◆ TEXT SHOWN ◆
== Segment start ==

Still, while hires are glad for the boon, good-government groups question whether the tax credit is a smart use of state resources. Baton Rouge has handed out more than $1 billion through the credit since 2002—at a time of deep budget cuts to health care, education, and other areas. Reports by the Center for Budget and Policy Priorities in Washington and the Louisiana Budget Project say the rewards do not equal the costs. The LBP studied 2010 returns and found that the state treasury collected only $1 for every $7.30 it spent. Taxpayers paid $60,000 for every direct job the film industry created. The credit was never supposed to be permanent, critics say. It was meant to seed an industry that has now matured. So the state can remove the incentive, they argue, and the sector will still thrive.

But local proponents and a state-commissioned impact study say the trickle-down stimulus is hard to measure. Kutcher points out that he has to spend on rental cars, gas, construction materials, food, and other goods while he’s shooting. “It may be true that the state does not get back as much as it pays out,” says Mayor Mitch Landrieu. “But it’s equally true that the beneficiaries are [instead] the local governments and local economies that get all these jobs.”

An updated state report concluded this week that the film tax credits have become more efficient, creating 15,200 direct and indirect jobs and costing 3 percent less than last year. “If we have $661 million spent in our parish [last year], and the state gave $270 million in tax credits, that’s a good investment,” says Scott Hutcheson, who runs the city government’s Film NOLA initiative. “If you took out those millions overnight, you have a risk that’s much greater on a municipal level—including to Baton Rouge in Shreveport [where many films are also made]—than the reward on a state level.”

As it happens, Georgia has an equally generous, albeit newer, tax-credit system, and many people I spoke with see the Peach State as a rival. If Louisiana ceased to be competitive, says French, the tax-credit broker, “studios will go to Georgia.” That’s what happened when Michigan ended its incentives after giving the experiment just a few years. If the credit disappears here, no rain bar could reopen the spigot over Kutcher’s business.


Creole tradition in this city always demanded ham for dinner on Sunday, the Lord’s Day. Then on Monday, wash day, matrons dropped the leftover ham bones into a pot with kidney beans, spices, and the holy trinity (onion, pepper, celery), letting it simmer all day while they did the laundry. Spooned over rice, the dish eventually became a staple in New Orleans, where most restaurants still serve it on Mondays. It’s also an accepted local metaphor for the notion that much can be done with little. To cook red beans and rice is to be life-rich and cash-poor.

== Segment end ==

◆ WHAT YOU NEED TO DO ◆
Answer these questions using the text on Louisiana's film tax credit:
(a) In the Louisiana Budget Project's study of 2010 returns, how much did the state treasury collect for every $7.30 it spent?
(b) How many direct and indirect jobs did the updated state report say the film tax credits created?
(c) On which day do most New Orleans restaurants still serve red beans and rice?

◆ EXERCISE DATA ◆

== Segment start ==

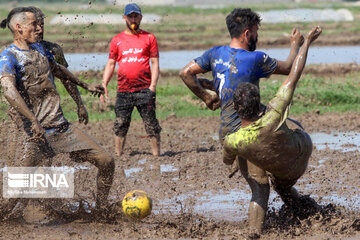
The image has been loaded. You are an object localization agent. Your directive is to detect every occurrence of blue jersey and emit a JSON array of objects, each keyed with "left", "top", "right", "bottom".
[
  {"left": 195, "top": 46, "right": 277, "bottom": 139},
  {"left": 0, "top": 43, "right": 67, "bottom": 132}
]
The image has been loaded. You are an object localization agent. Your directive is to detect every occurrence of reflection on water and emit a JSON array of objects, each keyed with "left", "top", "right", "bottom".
[
  {"left": 153, "top": 186, "right": 360, "bottom": 221},
  {"left": 310, "top": 132, "right": 360, "bottom": 152},
  {"left": 124, "top": 168, "right": 143, "bottom": 177},
  {"left": 65, "top": 46, "right": 360, "bottom": 71}
]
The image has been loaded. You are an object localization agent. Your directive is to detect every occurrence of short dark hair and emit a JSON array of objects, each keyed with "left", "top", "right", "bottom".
[
  {"left": 0, "top": 7, "right": 35, "bottom": 31},
  {"left": 233, "top": 82, "right": 260, "bottom": 120},
  {"left": 226, "top": 8, "right": 261, "bottom": 38},
  {"left": 29, "top": 6, "right": 45, "bottom": 20}
]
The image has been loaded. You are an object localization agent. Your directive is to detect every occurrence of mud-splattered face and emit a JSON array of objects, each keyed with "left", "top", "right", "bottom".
[
  {"left": 21, "top": 13, "right": 42, "bottom": 43},
  {"left": 124, "top": 13, "right": 142, "bottom": 31},
  {"left": 37, "top": 18, "right": 44, "bottom": 41},
  {"left": 248, "top": 25, "right": 259, "bottom": 52}
]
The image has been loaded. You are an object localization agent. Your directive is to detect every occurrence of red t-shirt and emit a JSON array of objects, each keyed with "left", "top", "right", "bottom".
[{"left": 109, "top": 30, "right": 159, "bottom": 92}]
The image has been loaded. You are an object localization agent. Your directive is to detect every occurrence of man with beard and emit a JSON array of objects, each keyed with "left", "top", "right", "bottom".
[
  {"left": 223, "top": 26, "right": 322, "bottom": 238},
  {"left": 180, "top": 8, "right": 304, "bottom": 142},
  {"left": 101, "top": 3, "right": 161, "bottom": 156}
]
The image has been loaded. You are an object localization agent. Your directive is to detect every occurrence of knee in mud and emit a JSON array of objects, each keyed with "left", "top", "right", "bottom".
[
  {"left": 113, "top": 117, "right": 130, "bottom": 137},
  {"left": 97, "top": 153, "right": 115, "bottom": 171},
  {"left": 144, "top": 120, "right": 162, "bottom": 137}
]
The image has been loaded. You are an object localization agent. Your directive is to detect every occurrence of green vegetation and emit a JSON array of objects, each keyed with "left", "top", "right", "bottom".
[
  {"left": 0, "top": 69, "right": 360, "bottom": 121},
  {"left": 0, "top": 0, "right": 360, "bottom": 52}
]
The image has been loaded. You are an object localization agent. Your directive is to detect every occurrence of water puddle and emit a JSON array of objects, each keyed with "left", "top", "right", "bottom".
[
  {"left": 65, "top": 46, "right": 360, "bottom": 71},
  {"left": 153, "top": 186, "right": 360, "bottom": 221},
  {"left": 160, "top": 164, "right": 179, "bottom": 173},
  {"left": 124, "top": 168, "right": 144, "bottom": 177},
  {"left": 310, "top": 132, "right": 360, "bottom": 152}
]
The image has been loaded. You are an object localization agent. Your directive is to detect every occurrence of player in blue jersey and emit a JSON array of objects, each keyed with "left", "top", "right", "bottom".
[
  {"left": 180, "top": 8, "right": 304, "bottom": 236},
  {"left": 180, "top": 8, "right": 304, "bottom": 141}
]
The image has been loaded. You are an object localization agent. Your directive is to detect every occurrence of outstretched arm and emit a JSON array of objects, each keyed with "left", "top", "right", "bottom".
[
  {"left": 279, "top": 26, "right": 322, "bottom": 103},
  {"left": 100, "top": 58, "right": 116, "bottom": 102},
  {"left": 149, "top": 58, "right": 159, "bottom": 92},
  {"left": 274, "top": 28, "right": 304, "bottom": 75},
  {"left": 179, "top": 61, "right": 220, "bottom": 111}
]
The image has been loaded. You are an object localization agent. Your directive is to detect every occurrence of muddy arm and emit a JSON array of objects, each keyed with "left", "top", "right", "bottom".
[
  {"left": 60, "top": 79, "right": 89, "bottom": 125},
  {"left": 51, "top": 62, "right": 104, "bottom": 95},
  {"left": 179, "top": 61, "right": 220, "bottom": 110},
  {"left": 1, "top": 75, "right": 44, "bottom": 137},
  {"left": 274, "top": 28, "right": 304, "bottom": 75},
  {"left": 222, "top": 142, "right": 237, "bottom": 165},
  {"left": 279, "top": 26, "right": 322, "bottom": 103}
]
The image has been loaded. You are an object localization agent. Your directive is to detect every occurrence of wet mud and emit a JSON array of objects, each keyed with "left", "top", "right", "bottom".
[{"left": 0, "top": 113, "right": 360, "bottom": 239}]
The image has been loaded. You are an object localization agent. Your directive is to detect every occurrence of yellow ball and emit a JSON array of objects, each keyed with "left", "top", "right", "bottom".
[{"left": 122, "top": 190, "right": 152, "bottom": 220}]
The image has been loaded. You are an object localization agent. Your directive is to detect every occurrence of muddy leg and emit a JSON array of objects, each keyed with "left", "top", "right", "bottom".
[
  {"left": 150, "top": 135, "right": 160, "bottom": 156},
  {"left": 271, "top": 176, "right": 300, "bottom": 208},
  {"left": 115, "top": 136, "right": 126, "bottom": 156},
  {"left": 238, "top": 158, "right": 270, "bottom": 237}
]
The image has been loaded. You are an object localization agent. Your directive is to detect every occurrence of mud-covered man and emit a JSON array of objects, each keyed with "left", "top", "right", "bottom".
[
  {"left": 101, "top": 3, "right": 161, "bottom": 156},
  {"left": 0, "top": 6, "right": 89, "bottom": 162},
  {"left": 30, "top": 6, "right": 89, "bottom": 124},
  {"left": 180, "top": 8, "right": 303, "bottom": 142},
  {"left": 0, "top": 7, "right": 114, "bottom": 218},
  {"left": 223, "top": 27, "right": 321, "bottom": 238}
]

== Segment end ==

◆ EXPECTED ANSWER ◆
(a) $1
(b) 15,200
(c) Monday